Items from a dataset:
== Segment start ==

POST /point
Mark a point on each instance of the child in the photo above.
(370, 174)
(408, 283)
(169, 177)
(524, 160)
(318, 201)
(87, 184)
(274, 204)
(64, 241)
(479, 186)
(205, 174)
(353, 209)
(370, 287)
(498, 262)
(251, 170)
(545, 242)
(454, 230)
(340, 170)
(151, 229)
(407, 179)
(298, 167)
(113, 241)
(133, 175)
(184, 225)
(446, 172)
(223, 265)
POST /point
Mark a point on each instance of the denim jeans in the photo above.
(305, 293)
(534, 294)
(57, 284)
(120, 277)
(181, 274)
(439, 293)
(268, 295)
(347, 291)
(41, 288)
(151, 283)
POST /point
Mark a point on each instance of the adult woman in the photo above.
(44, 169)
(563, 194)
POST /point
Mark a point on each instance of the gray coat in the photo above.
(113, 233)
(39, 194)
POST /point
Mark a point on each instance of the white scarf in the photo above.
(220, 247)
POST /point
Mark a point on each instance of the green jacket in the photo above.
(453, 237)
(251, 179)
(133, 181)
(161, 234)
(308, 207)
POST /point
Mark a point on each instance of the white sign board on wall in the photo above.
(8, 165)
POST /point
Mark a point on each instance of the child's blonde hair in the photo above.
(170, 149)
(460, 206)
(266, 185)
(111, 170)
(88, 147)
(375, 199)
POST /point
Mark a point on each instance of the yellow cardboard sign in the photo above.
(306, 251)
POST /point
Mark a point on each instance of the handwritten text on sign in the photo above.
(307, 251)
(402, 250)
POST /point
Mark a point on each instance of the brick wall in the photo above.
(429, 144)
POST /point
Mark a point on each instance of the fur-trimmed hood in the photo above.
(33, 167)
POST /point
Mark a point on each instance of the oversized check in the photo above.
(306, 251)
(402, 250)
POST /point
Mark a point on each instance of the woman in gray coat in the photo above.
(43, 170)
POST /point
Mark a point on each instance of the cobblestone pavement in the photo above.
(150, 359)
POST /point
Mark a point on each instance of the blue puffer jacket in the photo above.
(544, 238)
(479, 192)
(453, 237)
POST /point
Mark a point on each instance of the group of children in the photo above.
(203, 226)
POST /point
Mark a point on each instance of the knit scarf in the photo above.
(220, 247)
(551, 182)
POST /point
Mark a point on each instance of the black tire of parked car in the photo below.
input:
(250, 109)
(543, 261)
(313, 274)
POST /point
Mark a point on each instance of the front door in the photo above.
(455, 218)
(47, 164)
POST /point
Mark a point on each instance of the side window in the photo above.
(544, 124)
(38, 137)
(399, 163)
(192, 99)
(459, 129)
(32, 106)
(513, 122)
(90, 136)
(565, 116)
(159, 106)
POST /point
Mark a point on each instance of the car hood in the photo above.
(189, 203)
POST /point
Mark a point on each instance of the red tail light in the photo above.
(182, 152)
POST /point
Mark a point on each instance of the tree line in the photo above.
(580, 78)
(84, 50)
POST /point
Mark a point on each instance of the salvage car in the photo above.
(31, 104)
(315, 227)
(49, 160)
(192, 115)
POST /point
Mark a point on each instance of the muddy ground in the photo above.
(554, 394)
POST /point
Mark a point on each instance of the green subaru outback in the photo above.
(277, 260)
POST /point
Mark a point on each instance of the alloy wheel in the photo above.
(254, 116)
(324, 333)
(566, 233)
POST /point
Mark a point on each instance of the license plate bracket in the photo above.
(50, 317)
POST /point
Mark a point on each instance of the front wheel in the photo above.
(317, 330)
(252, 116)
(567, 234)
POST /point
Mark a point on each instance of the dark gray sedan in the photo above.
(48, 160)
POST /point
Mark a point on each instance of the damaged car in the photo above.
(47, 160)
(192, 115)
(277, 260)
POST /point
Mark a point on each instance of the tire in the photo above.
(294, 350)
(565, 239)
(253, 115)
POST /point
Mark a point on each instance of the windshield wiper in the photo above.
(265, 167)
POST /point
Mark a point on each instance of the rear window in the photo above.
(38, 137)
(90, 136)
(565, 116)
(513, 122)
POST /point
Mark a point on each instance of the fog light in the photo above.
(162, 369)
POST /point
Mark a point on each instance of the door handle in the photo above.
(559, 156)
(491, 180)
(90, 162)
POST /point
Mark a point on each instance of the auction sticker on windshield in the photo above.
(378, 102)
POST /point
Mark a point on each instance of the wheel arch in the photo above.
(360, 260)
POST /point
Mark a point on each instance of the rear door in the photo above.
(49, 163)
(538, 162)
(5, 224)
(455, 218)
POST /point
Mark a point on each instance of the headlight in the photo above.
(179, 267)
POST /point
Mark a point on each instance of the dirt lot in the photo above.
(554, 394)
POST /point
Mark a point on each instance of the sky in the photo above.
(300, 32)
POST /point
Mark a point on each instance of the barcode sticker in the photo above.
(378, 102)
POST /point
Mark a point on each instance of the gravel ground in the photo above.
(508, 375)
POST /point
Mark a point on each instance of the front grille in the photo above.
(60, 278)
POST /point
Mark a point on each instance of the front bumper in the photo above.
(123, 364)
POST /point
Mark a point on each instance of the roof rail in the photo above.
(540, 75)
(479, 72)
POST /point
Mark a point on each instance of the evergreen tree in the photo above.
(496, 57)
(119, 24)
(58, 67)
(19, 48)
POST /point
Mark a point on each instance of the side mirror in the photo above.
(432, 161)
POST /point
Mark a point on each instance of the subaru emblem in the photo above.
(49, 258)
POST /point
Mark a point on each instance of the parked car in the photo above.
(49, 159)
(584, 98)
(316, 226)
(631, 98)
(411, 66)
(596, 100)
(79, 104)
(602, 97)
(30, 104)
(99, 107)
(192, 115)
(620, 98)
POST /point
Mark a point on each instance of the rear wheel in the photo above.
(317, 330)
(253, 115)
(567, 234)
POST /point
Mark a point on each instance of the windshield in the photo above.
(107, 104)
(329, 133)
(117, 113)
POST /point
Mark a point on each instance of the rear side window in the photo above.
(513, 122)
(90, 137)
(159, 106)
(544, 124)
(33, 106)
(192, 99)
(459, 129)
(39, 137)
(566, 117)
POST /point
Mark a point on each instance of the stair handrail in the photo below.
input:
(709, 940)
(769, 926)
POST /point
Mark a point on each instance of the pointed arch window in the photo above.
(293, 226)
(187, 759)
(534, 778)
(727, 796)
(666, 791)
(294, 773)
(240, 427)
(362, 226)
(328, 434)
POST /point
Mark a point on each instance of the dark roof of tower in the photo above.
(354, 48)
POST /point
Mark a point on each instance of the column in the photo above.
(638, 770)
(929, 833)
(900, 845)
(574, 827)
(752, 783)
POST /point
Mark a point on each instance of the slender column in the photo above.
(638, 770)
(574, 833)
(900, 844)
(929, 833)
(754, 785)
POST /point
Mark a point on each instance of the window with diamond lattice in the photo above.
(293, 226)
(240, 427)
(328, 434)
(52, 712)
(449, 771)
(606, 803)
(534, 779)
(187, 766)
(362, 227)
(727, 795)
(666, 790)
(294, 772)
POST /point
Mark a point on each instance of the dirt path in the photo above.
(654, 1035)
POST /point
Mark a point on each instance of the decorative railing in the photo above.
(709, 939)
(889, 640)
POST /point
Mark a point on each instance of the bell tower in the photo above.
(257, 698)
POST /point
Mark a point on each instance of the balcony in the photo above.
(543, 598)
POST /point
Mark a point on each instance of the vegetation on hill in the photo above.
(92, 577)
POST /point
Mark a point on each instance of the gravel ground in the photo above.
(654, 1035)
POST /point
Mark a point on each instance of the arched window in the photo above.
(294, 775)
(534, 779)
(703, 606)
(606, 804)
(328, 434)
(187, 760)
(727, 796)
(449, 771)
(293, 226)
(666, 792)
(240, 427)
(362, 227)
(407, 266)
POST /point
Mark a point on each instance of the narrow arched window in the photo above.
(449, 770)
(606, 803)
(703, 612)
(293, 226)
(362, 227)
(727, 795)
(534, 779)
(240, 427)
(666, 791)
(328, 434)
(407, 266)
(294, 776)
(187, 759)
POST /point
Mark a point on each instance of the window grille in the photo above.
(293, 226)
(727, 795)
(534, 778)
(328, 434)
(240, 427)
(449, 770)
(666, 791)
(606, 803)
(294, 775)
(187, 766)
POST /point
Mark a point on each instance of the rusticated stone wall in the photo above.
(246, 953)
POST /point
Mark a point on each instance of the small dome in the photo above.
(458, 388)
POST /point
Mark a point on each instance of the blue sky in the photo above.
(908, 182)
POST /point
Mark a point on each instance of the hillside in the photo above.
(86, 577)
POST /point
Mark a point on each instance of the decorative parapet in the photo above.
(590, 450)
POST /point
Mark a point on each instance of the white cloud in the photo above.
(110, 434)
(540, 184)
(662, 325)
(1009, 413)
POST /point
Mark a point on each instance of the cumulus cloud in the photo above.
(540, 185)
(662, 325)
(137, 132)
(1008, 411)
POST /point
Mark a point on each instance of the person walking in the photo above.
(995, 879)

== Segment end ==

→ **Task brief**: Wherever a line of the entries holds the string "below", copy that line.

→ **Written solution**:
Mark a point on each instance of the black tire of parked car in the photo below.
Mark a point on each instance of the stair handrail in the photo below.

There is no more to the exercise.